WHAT IS REQUIRED —
Among the records, which lines include "separate"? List them.

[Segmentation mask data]
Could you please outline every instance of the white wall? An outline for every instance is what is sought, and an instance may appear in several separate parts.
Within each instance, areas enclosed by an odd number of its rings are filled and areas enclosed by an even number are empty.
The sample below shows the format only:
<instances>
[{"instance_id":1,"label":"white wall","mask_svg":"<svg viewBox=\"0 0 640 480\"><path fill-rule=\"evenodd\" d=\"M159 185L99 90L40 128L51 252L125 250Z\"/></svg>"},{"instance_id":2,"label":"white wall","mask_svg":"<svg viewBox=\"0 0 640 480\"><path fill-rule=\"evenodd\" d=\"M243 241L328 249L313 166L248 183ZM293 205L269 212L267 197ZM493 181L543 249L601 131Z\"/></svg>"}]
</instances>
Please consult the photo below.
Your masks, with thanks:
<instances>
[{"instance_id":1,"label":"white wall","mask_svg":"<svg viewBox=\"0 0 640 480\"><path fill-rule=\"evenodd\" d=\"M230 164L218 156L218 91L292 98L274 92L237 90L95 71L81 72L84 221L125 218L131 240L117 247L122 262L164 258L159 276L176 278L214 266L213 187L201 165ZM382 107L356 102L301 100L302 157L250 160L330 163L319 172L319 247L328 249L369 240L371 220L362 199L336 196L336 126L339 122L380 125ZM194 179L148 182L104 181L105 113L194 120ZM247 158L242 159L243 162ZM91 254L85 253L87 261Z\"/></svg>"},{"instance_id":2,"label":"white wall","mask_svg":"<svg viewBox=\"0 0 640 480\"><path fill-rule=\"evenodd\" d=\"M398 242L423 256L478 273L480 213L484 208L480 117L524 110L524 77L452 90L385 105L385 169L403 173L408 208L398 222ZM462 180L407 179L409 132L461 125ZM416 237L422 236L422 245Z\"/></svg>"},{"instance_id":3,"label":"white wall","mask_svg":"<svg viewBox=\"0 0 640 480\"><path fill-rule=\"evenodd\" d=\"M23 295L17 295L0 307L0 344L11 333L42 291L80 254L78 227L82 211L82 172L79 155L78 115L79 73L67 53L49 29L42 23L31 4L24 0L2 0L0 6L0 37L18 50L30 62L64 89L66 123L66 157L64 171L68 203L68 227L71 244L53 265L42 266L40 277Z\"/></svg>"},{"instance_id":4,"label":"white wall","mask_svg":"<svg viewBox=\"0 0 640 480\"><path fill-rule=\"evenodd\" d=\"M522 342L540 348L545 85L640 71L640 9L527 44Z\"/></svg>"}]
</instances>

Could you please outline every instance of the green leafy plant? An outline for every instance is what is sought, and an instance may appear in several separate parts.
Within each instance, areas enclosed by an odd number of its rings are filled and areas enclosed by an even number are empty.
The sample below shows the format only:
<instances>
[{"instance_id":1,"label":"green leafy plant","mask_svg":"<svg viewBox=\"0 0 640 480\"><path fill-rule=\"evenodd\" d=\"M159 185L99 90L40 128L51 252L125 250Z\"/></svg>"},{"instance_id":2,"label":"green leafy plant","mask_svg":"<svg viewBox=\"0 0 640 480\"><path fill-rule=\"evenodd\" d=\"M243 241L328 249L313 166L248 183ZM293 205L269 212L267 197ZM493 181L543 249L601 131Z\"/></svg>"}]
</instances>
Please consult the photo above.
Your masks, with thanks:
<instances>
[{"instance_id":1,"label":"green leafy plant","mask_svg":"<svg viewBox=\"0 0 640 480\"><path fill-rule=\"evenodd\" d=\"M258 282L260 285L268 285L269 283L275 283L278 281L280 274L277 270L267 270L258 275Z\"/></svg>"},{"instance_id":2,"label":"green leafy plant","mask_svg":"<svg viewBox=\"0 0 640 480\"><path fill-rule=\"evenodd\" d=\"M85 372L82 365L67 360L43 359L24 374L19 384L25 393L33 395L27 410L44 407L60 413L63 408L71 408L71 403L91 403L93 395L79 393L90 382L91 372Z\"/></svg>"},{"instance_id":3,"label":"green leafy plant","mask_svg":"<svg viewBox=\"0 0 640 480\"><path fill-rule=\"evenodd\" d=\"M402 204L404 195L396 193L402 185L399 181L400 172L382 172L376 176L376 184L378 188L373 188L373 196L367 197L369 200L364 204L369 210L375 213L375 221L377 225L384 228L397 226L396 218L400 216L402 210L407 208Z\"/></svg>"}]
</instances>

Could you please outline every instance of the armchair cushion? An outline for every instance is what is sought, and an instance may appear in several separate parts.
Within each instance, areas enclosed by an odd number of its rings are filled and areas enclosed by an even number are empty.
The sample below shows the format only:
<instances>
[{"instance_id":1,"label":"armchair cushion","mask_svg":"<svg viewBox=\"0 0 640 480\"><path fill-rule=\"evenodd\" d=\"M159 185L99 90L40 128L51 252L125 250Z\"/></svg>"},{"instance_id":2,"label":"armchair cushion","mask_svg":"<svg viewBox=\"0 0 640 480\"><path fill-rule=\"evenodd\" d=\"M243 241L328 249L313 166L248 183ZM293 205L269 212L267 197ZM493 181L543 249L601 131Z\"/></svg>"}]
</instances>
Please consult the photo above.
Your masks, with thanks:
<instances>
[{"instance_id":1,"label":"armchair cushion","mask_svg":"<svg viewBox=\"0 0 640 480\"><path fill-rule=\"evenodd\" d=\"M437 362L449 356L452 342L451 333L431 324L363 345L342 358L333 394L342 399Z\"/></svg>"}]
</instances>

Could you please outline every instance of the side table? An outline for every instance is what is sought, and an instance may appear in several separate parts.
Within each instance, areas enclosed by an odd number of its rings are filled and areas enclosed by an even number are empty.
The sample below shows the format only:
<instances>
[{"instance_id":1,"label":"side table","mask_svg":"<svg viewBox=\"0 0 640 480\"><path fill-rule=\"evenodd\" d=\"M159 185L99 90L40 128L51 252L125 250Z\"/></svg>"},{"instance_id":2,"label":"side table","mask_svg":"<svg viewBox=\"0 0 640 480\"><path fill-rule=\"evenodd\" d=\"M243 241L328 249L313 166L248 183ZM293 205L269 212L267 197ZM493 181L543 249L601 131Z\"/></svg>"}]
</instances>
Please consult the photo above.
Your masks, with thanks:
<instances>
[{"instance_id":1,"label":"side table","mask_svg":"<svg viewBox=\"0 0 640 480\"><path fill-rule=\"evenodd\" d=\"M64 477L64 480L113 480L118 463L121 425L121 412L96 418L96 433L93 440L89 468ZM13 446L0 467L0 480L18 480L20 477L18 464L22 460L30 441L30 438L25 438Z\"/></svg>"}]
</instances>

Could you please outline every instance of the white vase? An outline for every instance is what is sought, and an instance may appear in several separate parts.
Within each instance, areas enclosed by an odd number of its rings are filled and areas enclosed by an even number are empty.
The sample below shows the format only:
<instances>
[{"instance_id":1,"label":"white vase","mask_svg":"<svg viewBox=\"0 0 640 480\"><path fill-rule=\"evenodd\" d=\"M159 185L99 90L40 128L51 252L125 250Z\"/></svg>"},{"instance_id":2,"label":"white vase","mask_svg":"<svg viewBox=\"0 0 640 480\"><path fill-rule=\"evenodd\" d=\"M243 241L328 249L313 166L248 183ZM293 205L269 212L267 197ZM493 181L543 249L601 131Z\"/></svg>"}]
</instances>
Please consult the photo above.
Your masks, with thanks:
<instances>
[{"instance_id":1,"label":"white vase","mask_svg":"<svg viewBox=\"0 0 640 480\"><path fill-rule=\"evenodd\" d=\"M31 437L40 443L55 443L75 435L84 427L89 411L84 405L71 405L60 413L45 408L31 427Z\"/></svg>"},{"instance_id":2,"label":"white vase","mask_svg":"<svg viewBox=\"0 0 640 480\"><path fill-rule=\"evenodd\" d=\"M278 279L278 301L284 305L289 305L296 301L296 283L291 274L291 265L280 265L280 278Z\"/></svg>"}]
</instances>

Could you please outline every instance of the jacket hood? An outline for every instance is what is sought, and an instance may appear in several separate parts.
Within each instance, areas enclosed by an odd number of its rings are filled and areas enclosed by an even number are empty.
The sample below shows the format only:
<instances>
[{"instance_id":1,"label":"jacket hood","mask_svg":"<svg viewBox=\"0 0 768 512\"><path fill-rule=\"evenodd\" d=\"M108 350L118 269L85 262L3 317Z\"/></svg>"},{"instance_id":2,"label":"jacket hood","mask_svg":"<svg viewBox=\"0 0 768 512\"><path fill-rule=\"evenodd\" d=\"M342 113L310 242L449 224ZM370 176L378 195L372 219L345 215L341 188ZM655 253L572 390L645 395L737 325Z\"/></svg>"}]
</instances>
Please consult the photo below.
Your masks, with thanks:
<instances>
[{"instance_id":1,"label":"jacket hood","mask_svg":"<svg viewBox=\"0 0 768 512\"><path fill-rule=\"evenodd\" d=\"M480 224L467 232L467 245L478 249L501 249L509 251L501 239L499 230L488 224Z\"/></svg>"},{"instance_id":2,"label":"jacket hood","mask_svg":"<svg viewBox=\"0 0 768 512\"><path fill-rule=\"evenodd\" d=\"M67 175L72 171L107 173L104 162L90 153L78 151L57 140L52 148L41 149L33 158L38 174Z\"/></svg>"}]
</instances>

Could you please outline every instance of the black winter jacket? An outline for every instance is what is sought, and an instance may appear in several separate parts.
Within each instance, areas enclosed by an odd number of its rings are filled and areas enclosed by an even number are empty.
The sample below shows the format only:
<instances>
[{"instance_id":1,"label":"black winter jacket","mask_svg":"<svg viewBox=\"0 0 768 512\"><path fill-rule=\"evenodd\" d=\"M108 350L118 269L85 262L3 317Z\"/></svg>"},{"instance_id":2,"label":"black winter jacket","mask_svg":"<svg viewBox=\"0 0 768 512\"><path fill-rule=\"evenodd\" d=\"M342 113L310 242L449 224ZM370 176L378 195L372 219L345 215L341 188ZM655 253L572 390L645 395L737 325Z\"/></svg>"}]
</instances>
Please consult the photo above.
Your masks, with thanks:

RESULT OF THIS EXERCISE —
Could you please outline every instance of the white wall? An outline for every instance is what is sought, and an instance may appear in several separate parts.
Could you please outline every instance of the green leafy plant? An outline for every instance is what is sought, and an instance may appear in several separate parts.
Could you please outline every instance of the armchair cushion? An outline for every instance is what is sought, and an instance may appear in several separate parts.
Could you please outline every instance of the side table? An outline for every instance is what is sought, and an instance may appear in several separate parts.
Could you please outline every instance of the white vase? An outline for every instance is what is sought, and an instance may appear in several separate parts.
Could you please outline every instance of the jacket hood? An outline for every instance is what is sought, and an instance may appear in several separate parts.
Could you please outline every instance of the black winter jacket? An outline for every instance is what is sought, and an instance may appear in several separate parts.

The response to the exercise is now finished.